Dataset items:
··········
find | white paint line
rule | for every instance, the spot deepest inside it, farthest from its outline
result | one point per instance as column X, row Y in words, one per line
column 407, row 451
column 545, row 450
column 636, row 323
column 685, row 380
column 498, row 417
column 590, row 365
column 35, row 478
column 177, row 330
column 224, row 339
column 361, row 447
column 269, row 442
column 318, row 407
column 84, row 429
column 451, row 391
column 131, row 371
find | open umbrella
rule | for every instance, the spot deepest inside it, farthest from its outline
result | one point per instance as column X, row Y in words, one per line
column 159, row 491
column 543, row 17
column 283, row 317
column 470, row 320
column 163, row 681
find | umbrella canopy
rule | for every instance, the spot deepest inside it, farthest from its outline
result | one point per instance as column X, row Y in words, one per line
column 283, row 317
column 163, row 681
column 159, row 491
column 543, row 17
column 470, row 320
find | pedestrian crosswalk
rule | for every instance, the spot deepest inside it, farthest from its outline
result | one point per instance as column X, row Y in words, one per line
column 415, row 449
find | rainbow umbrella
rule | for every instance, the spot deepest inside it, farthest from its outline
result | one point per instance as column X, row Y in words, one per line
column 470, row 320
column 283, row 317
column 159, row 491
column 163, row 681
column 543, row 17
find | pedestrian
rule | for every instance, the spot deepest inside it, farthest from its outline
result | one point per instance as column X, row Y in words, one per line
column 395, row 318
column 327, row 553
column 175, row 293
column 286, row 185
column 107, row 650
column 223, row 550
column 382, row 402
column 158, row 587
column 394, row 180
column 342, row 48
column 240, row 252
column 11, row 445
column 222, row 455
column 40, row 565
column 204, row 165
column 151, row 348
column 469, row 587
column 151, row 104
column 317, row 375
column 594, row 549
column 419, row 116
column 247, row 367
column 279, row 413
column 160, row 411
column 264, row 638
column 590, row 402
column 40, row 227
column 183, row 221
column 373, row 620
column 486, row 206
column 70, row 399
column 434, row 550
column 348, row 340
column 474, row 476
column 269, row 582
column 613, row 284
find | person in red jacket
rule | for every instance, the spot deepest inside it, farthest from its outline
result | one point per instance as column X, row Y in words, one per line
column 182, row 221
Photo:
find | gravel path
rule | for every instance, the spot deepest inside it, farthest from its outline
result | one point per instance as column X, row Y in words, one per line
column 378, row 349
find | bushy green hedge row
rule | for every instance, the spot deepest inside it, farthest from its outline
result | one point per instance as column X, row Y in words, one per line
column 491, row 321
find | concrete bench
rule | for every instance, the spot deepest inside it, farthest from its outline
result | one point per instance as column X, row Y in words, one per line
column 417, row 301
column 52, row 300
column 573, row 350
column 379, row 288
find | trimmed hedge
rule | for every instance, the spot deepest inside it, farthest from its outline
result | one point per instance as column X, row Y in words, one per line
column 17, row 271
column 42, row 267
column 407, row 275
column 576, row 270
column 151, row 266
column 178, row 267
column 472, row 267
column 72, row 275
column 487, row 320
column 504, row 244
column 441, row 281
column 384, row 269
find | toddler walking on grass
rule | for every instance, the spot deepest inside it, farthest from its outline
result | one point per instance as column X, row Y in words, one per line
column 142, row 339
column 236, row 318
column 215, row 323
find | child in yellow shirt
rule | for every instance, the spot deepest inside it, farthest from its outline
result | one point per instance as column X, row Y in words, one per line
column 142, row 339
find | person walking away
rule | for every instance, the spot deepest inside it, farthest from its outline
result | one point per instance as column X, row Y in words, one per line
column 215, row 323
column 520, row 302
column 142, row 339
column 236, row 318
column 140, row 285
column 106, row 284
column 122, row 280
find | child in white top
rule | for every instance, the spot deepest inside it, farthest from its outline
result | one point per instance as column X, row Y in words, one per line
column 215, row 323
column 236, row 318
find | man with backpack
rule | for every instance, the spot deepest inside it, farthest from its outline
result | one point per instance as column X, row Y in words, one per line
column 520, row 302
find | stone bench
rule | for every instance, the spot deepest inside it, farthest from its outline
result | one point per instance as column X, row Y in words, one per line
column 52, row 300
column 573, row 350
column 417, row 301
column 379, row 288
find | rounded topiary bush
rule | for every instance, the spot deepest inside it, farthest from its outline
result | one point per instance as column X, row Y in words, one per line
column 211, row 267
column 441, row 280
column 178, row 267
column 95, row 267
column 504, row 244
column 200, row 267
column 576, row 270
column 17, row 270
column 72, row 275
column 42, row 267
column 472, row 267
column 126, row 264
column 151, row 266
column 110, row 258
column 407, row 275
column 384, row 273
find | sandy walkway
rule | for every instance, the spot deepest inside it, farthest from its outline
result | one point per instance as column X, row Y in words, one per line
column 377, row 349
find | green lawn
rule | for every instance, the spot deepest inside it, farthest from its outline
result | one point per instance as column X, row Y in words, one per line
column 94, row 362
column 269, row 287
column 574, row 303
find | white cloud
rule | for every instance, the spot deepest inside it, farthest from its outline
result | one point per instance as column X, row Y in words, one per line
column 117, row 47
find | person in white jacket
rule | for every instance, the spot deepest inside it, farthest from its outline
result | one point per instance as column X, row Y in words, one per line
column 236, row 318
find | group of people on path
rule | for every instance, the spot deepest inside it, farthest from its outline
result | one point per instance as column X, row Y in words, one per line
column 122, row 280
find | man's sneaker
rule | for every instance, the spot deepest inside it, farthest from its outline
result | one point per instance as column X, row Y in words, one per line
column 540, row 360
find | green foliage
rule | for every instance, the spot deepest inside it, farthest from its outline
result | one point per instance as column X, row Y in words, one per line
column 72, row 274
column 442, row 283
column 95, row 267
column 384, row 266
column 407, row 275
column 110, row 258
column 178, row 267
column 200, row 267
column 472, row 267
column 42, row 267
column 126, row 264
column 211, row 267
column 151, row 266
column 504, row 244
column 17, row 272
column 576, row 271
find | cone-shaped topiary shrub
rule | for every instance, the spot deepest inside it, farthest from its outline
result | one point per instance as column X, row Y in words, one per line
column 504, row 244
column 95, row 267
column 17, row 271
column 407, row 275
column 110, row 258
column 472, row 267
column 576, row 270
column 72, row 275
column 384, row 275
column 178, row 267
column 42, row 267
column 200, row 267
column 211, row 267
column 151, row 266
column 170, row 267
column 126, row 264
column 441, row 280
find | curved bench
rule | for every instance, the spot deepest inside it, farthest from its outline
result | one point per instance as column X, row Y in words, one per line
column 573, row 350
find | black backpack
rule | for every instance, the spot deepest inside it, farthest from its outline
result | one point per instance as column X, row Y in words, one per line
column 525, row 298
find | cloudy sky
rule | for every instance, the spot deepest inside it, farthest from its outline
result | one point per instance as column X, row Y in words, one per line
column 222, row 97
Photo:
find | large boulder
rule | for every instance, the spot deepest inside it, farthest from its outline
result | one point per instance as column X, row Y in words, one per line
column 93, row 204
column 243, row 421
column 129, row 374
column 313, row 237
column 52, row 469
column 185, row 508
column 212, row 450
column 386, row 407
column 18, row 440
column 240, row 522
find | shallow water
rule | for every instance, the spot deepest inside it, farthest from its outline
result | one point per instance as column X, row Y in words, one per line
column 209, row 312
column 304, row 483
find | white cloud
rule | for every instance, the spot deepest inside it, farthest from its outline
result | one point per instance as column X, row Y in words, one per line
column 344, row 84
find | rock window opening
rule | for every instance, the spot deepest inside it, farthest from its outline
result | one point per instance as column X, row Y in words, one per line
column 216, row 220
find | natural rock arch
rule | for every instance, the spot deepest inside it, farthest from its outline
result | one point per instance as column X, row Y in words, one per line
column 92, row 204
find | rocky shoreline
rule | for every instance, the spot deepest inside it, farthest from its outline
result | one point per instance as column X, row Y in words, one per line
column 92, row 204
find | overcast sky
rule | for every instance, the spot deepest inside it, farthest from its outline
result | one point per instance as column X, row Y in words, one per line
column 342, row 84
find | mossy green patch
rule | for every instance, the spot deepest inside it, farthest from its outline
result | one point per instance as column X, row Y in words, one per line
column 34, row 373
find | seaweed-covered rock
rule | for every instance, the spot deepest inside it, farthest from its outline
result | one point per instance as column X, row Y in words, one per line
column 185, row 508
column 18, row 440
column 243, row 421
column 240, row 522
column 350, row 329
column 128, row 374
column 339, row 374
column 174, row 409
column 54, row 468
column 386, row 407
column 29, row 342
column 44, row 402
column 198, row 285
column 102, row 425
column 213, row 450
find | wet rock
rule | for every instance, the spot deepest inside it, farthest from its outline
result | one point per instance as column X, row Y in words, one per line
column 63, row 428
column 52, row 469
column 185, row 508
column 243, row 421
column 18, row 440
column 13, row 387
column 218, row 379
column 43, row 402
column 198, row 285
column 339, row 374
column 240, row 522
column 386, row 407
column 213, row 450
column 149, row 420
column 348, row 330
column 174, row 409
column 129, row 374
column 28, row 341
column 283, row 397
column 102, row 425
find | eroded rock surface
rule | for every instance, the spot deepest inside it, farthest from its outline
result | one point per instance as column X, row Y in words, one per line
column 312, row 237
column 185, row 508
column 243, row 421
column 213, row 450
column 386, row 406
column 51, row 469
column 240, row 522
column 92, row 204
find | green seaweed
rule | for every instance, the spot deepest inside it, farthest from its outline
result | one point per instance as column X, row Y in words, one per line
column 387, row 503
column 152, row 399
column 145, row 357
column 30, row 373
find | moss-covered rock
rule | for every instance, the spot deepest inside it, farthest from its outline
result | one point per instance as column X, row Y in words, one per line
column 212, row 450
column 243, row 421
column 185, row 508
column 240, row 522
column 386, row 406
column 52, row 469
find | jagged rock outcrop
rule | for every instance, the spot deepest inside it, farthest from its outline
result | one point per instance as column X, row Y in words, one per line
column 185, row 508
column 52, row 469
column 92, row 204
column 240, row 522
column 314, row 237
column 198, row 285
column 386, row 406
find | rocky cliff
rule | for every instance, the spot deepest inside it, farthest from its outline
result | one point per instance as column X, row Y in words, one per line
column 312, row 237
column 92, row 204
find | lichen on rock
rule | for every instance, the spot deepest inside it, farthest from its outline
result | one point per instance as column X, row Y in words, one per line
··········
Goal: Please swap "outline" for "boundary" wherever it appears in the lines from the one containing "find | moss-covered rock" through the last line, and write out only those lines with nothing else changed.

In response:
find | moss-covered rock
rule | for every instance, the spot deepest inside it, farthest from its boundary
result | one point per instance as column X, row Y in words, one per line
column 212, row 450
column 243, row 421
column 185, row 508
column 240, row 522
column 386, row 406
column 52, row 469
find | jagged rock outcrop
rule | for every instance, the spot deepest inside it, farthest from its boundary
result | one point per instance as column X, row Y in words, one per line
column 185, row 508
column 52, row 469
column 92, row 204
column 240, row 522
column 314, row 237
column 198, row 285
column 386, row 406
find | rocky cliff
rule | for every instance, the spot deepest inside it, farthest from its boundary
result | one point per instance as column X, row Y in words, one per line
column 312, row 237
column 92, row 204
find | lichen on rock
rule | for every instance, the spot deepest inside it, farthest from its boundary
result | one point per instance as column X, row Y in words, one per line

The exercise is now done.